**WHAT IS NEEDED:**
Rewrite the lines below, replacing every occurrence of "turning-movement study" with "traffic-count survey" and leaving everything else unchanged.

-- start DATA TO USE --

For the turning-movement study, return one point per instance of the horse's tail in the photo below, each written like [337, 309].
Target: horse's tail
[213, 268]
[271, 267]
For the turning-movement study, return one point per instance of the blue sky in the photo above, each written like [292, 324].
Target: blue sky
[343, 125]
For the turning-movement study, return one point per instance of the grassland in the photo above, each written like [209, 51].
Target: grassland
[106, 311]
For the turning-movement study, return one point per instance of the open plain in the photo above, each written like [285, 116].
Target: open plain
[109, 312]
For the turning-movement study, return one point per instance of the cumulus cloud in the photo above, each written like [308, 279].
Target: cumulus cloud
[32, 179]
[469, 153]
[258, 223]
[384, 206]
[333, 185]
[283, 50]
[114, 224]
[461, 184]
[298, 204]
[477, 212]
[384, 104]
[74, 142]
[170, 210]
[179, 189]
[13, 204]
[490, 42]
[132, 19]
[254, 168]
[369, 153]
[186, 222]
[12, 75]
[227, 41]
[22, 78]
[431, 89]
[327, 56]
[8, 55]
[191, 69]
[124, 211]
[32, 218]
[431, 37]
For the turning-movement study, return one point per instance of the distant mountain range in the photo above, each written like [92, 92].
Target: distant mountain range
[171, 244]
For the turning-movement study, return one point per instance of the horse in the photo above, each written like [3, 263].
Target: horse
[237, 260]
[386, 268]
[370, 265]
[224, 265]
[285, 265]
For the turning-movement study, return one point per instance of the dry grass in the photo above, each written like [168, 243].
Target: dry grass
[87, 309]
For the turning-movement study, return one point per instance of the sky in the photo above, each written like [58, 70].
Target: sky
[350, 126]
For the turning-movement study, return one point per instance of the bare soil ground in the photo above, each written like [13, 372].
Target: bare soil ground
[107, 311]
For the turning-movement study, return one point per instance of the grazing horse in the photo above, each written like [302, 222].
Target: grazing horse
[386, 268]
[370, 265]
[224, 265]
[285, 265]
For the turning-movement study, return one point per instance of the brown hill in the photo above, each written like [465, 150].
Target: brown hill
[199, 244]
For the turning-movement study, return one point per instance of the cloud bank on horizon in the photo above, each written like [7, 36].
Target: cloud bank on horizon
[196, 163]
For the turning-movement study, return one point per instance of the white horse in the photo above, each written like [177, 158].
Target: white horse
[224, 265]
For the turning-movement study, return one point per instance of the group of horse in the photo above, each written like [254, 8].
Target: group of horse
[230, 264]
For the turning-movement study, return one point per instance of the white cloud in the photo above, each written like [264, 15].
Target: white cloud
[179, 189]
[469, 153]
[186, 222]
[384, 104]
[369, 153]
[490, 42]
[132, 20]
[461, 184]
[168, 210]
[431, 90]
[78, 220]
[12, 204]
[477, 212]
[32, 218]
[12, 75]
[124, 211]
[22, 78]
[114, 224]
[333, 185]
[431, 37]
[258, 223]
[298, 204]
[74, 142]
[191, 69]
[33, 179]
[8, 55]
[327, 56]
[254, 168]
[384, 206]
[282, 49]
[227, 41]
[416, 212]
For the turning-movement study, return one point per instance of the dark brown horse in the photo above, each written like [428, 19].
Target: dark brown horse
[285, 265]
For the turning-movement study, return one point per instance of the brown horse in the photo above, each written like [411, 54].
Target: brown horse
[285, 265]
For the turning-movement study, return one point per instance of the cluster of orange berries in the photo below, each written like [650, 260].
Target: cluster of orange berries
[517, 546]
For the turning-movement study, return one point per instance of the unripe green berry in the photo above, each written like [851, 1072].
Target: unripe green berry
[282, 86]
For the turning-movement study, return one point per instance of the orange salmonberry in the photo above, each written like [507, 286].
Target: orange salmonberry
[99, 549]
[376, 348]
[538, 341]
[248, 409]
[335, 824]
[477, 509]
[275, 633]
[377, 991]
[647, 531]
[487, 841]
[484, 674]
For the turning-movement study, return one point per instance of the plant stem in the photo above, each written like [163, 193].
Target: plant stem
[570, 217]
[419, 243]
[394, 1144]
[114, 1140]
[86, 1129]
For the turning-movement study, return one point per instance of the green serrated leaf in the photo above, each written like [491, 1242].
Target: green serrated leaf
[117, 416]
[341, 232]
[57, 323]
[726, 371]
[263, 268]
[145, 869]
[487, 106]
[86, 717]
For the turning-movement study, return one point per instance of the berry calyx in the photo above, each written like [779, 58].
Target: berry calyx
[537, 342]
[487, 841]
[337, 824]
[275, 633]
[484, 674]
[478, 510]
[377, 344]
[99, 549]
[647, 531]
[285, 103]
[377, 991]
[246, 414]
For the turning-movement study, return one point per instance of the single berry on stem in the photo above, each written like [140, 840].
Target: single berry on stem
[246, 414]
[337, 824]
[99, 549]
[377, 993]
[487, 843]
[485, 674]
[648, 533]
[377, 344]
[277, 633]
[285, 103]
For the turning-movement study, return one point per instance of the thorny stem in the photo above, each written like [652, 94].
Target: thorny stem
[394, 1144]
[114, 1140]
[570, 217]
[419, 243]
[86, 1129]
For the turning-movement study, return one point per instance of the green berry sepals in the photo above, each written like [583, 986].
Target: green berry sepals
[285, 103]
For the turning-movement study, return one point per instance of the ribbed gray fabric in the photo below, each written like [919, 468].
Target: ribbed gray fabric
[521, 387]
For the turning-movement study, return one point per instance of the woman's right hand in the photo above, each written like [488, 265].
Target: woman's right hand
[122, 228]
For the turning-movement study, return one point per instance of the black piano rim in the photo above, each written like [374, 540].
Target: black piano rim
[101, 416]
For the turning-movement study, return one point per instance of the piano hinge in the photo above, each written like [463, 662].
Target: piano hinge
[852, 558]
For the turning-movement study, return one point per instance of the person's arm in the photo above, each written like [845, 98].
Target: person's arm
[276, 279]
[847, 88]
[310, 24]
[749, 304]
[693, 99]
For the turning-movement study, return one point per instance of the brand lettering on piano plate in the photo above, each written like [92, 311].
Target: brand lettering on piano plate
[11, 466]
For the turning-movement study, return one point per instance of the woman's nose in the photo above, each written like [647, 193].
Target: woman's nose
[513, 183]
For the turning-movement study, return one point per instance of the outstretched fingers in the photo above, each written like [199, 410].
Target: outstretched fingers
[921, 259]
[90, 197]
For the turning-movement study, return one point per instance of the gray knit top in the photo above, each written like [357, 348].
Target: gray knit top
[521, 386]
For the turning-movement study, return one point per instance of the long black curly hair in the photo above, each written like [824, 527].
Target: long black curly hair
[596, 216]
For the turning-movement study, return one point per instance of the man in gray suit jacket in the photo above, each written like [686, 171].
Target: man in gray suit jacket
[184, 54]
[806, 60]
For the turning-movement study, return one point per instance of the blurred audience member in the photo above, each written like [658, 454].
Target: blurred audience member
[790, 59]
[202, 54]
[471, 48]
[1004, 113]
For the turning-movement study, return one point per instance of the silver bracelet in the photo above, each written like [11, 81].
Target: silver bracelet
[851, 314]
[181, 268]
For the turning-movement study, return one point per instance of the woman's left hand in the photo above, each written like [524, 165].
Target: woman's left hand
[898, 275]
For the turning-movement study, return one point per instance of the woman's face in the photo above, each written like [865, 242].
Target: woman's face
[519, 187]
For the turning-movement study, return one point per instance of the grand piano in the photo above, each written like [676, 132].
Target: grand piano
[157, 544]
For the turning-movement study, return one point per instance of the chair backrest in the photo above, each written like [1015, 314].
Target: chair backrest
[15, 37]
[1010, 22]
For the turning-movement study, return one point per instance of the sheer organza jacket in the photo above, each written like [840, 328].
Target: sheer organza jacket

-- end DATA TO USE --

**TASK SOLUTION:**
For the traffic-count survey, return one point per instance of the horse's tail in the photo below, each written like [337, 309].
Target: horse's tail
[213, 268]
[271, 267]
For the traffic-count survey, return one point per instance of the blue sky in the photo above, each written like [292, 324].
Target: blue sky
[343, 125]
For the traffic-count survey, return one point per instance of the grassland in the photo above, each written like [209, 51].
Target: grassland
[106, 311]
For the traffic-count survey, return one point per instance of the open plain in the photo above, each written like [285, 116].
Target: open plain
[109, 312]
For the traffic-count survey, return one point per instance of the cumulus cloud in the photo above, each written like [308, 279].
Target: cumulus cloud
[32, 179]
[469, 153]
[258, 223]
[384, 206]
[333, 185]
[283, 50]
[114, 224]
[461, 184]
[298, 204]
[477, 212]
[384, 104]
[74, 142]
[170, 210]
[179, 189]
[13, 204]
[490, 42]
[132, 19]
[254, 168]
[369, 153]
[186, 222]
[12, 75]
[227, 41]
[22, 78]
[431, 89]
[327, 56]
[8, 55]
[191, 69]
[124, 211]
[32, 218]
[431, 37]
For the traffic-count survey, return one point per instance of the distant mountain range in the photo above, each written like [92, 92].
Target: distant mountain range
[171, 244]
For the traffic-count survey, return one point per instance of the horse in the photo above, each written like [3, 263].
Target: horse
[237, 260]
[386, 268]
[370, 265]
[224, 265]
[285, 265]
For the traffic-count survey, return one point per instance of the dry grass in the photo above, each written like [168, 243].
Target: dry grass
[87, 309]
For the traffic-count survey, return one point per instance of the sky in the photo above, each written like [58, 70].
Target: sky
[350, 126]
For the traffic-count survey, return one point per instance of the bare soil ground in the photo above, each written like [13, 372].
Target: bare soil ground
[107, 311]
For the traffic-count survey, return one point per instance of the grazing horse in the photo above, each written like [302, 222].
Target: grazing horse
[386, 268]
[370, 265]
[224, 265]
[285, 265]
For the traffic-count survey, return one point per instance of the brown hill in the photo above, each written like [465, 150].
Target: brown hill
[199, 244]
For the traffic-count survey, return one point per instance of the cloud bank on horizon in the photo above, each written like [7, 36].
Target: cloud bank on horizon
[196, 163]
For the traffic-count survey, return one point per instance of the white horse in the photo above, each written like [177, 158].
Target: white horse
[224, 265]
For the traffic-count survey, return one point per instance of the group of horse in the photo above, each written like [254, 8].
Target: group of horse
[230, 264]
For the traffic-count survey, return one point per instance of the white cloud in the photo above, each written like [264, 15].
Target: white cloud
[179, 189]
[469, 153]
[186, 222]
[384, 104]
[369, 153]
[490, 42]
[132, 20]
[461, 184]
[168, 210]
[431, 90]
[78, 220]
[12, 204]
[477, 212]
[32, 218]
[12, 75]
[124, 211]
[22, 78]
[114, 224]
[333, 185]
[431, 37]
[258, 223]
[298, 204]
[74, 142]
[191, 69]
[33, 179]
[8, 55]
[327, 56]
[254, 168]
[384, 206]
[282, 49]
[227, 41]
[416, 212]
For the traffic-count survey, return one point per instance of the dark brown horse in the photo above, each written like [428, 19].
Target: dark brown horse
[285, 265]
For the traffic-count survey, return one point per instance of the brown horse in the photo above, each written like [411, 54].
Target: brown horse
[285, 265]
For the traffic-count survey, return one point per instance of the cluster of orange berries in the photo below, each written like [650, 260].
Target: cluster of orange berries
[517, 546]
For the traffic-count survey, return one point per instance of the unripe green berry in the photo above, each written like [851, 1072].
Target: unripe green berry
[282, 86]
For the traffic-count survey, return one point per instance of the orange salmonberry in the photo above, each written like [507, 286].
Target: orange salmonberry
[99, 549]
[376, 348]
[538, 341]
[248, 409]
[335, 824]
[477, 509]
[275, 633]
[377, 991]
[647, 531]
[487, 841]
[484, 674]
For the traffic-count survey, return one point per instance of the plant stem in the photo above, each written like [163, 193].
Target: plant stem
[570, 217]
[419, 243]
[394, 1144]
[114, 1140]
[86, 1129]
For the traffic-count survey, return one point per instance of the green serrated leaf in the photo above, each written like [491, 1242].
Target: green serrated leaf
[117, 416]
[341, 232]
[57, 323]
[726, 371]
[263, 268]
[145, 869]
[487, 106]
[86, 717]
For the traffic-count survey, return one point per instance of the berry calyx in the photo above, each written like [779, 58].
Target: berry calyx
[537, 342]
[487, 841]
[337, 824]
[275, 633]
[484, 674]
[478, 510]
[377, 344]
[99, 549]
[647, 531]
[285, 103]
[377, 991]
[246, 414]
For the traffic-count survey, return one point per instance of the single berry on stem in the photo above, each written like [140, 840].
Target: single berry on stem
[246, 414]
[337, 824]
[99, 549]
[377, 993]
[487, 843]
[485, 674]
[648, 533]
[377, 344]
[277, 633]
[285, 103]
For the traffic-count survey, return one point per instance of the thorny stem in the photo above, each written like [652, 94].
Target: thorny stem
[394, 1144]
[114, 1140]
[570, 217]
[419, 243]
[86, 1129]
For the traffic-count survey, return one point per instance of the green berry sepals in the photo above, each written like [583, 986].
Target: green berry sepals
[285, 103]
For the traffic-count survey, return one point per instance of the ribbed gray fabric in the photo below, each written like [919, 468].
Target: ribbed gray fabric
[521, 387]
For the traffic-count survey, return one point per instance of the woman's right hand in the photo above, each written like [488, 265].
Target: woman's right hand
[122, 228]
For the traffic-count survey, return one point per instance of the black piano rim in the photo above, each written like [374, 540].
Target: black piano rim
[101, 416]
For the traffic-count survey, return one point per instance of the piano hinge in the photo above, each written like [463, 662].
Target: piano hinge
[852, 558]
For the traffic-count survey, return one point per instance of the person's arm in the photo above, each written like [845, 98].
Target: person's arm
[276, 279]
[847, 88]
[310, 24]
[749, 304]
[693, 99]
For the traffic-count survey, return one point per instance of the brand lettering on piano plate in the photo above, each written like [92, 311].
Target: brand lettering on piano plate
[11, 466]
For the traffic-count survey, return one point per instance of the woman's nose in the photo above, each written like [647, 193].
Target: woman's nose
[513, 183]
For the traffic-count survey, return one point per instance of the outstretched fingers in the photo above, each written like [199, 410].
Target: outstretched fingers
[921, 259]
[90, 197]
For the traffic-count survey, return one point per instance of the gray knit top in the photo above, each written like [357, 348].
Target: gray knit top
[521, 386]
For the traffic-count survey, return one point per instance of the long black curly hair in the photo above, each written like [824, 527].
Target: long black curly hair
[596, 216]
For the traffic-count survey, return one point per instance of the man in gray suit jacket in the photo above, each written like [686, 171].
Target: man in gray suit jacket
[184, 54]
[806, 60]
For the traffic-count survey, return one point per instance of the blurred audience member in the photo above, each written like [658, 454].
Target: blurred audience member
[790, 59]
[202, 54]
[471, 48]
[1004, 113]
For the traffic-count survey, return one point per instance of the silver bracelet in the photo above, each written like [11, 81].
Target: silver bracelet
[851, 314]
[181, 268]
For the traffic-count survey, return one point per instance of the woman's left hand in the photo above, each written like [524, 165].
Target: woman's left hand
[898, 275]
For the traffic-count survey, return one point per instance of the woman's face in the photo above, each written like [865, 242].
Target: woman's face
[519, 187]
For the traffic-count survey, return one point per instance of the grand piano in the photo above, each written like [676, 132].
Target: grand piano
[157, 544]
For the traffic-count survey, return one point per instance of the chair backrest in the photo above, each written like [1015, 314].
Target: chair backrest
[15, 37]
[1010, 22]
For the traffic-count survey, return one point per instance of the sheer organza jacket in the photo above, each written like [840, 328].
Target: sheer organza jacket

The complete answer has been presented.